→ **Challenge**
Pull out each line of the material below that contains the string "light", and copy those lines unchanged.

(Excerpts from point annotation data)
########################################
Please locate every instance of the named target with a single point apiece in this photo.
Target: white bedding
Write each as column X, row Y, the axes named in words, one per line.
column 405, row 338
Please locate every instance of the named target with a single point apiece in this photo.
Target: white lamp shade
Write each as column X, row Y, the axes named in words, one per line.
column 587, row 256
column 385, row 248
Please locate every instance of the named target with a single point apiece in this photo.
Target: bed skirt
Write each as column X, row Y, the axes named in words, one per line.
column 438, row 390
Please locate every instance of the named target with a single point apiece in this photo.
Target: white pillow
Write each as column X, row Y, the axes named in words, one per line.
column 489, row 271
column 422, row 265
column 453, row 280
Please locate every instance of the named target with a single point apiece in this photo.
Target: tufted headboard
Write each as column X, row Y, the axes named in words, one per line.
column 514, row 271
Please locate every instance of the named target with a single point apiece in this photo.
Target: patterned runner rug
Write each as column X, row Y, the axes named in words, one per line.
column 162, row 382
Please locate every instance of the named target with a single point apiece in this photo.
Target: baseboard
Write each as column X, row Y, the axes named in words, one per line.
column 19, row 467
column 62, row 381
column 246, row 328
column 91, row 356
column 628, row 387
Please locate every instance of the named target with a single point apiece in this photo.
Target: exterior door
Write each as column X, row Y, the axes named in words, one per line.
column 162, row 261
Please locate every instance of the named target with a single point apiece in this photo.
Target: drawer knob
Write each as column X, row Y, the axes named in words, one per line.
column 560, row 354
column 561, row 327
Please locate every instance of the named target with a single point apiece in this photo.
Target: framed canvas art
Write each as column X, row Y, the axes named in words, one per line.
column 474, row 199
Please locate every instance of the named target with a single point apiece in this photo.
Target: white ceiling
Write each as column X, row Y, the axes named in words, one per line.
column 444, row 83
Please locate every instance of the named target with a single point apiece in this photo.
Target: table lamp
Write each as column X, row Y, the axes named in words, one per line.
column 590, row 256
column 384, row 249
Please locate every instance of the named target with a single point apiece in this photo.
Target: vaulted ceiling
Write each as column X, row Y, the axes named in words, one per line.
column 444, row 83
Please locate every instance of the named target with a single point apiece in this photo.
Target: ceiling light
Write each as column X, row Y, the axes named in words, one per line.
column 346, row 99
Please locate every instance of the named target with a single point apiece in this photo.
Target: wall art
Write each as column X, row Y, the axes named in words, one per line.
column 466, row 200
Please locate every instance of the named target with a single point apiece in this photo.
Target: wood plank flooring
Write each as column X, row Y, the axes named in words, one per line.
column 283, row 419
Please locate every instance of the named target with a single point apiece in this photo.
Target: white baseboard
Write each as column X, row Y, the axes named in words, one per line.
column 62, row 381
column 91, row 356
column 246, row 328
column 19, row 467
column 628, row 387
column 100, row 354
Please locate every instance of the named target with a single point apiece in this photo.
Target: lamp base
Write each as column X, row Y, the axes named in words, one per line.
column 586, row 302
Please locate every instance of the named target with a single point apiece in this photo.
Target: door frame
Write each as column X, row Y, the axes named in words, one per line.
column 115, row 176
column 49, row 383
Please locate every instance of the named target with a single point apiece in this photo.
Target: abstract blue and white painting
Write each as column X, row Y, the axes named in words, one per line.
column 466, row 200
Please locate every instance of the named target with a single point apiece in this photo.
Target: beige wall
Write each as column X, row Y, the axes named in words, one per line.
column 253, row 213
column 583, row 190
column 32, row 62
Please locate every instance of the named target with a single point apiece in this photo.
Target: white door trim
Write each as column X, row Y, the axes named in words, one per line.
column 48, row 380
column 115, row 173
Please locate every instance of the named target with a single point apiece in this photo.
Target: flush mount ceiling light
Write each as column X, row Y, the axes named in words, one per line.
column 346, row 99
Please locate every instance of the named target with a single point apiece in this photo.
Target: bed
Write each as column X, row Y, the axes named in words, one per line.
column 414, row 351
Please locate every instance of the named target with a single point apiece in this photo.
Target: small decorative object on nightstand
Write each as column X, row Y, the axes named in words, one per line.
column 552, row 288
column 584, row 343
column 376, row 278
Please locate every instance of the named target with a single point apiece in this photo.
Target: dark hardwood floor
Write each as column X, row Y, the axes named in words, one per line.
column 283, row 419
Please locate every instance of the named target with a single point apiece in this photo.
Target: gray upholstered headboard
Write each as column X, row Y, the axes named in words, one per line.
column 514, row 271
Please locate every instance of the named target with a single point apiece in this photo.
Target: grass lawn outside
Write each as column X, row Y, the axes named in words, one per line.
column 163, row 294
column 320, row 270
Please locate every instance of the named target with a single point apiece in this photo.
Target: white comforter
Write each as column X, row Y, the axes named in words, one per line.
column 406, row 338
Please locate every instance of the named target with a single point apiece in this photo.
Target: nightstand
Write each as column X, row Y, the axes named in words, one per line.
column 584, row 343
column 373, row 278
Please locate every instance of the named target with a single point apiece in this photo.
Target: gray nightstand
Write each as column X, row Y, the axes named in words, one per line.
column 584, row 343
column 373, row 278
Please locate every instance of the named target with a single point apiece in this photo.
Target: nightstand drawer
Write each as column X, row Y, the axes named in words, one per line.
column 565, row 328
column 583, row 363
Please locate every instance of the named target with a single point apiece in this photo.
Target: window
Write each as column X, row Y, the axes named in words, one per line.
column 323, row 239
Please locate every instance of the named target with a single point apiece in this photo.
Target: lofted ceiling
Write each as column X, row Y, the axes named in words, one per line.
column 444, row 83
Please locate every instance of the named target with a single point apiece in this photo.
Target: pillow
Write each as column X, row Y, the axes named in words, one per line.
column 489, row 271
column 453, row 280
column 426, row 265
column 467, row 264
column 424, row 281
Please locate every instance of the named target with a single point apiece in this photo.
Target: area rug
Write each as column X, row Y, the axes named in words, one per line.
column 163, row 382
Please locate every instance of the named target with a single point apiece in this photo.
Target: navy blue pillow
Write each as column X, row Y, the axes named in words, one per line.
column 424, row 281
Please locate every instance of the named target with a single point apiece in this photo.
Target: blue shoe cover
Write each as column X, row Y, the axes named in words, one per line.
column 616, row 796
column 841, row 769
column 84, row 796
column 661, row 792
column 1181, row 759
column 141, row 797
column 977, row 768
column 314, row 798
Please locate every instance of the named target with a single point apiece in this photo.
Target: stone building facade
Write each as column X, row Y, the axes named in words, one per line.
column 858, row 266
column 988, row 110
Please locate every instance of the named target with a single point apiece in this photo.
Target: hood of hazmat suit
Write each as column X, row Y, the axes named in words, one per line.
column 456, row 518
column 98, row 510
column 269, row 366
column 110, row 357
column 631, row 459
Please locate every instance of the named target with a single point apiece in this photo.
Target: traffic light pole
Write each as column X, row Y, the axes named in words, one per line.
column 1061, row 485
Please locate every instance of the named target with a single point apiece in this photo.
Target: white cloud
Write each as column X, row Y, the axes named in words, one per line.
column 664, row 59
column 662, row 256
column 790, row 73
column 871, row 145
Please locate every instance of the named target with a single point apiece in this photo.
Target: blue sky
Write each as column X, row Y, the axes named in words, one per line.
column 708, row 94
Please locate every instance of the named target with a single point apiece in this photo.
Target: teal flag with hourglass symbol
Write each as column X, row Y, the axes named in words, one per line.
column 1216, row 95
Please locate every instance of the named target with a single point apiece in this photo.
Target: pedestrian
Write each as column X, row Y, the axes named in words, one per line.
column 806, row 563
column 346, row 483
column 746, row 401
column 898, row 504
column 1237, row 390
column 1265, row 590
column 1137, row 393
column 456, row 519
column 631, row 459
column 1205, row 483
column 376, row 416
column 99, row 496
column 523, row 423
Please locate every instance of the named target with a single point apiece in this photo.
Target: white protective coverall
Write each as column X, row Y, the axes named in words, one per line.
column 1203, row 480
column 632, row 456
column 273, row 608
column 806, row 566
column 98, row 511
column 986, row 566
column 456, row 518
########################################
→ **Response to this task**
Target: ceiling light
Target: flush mount ceiling light
Target: traffic light pole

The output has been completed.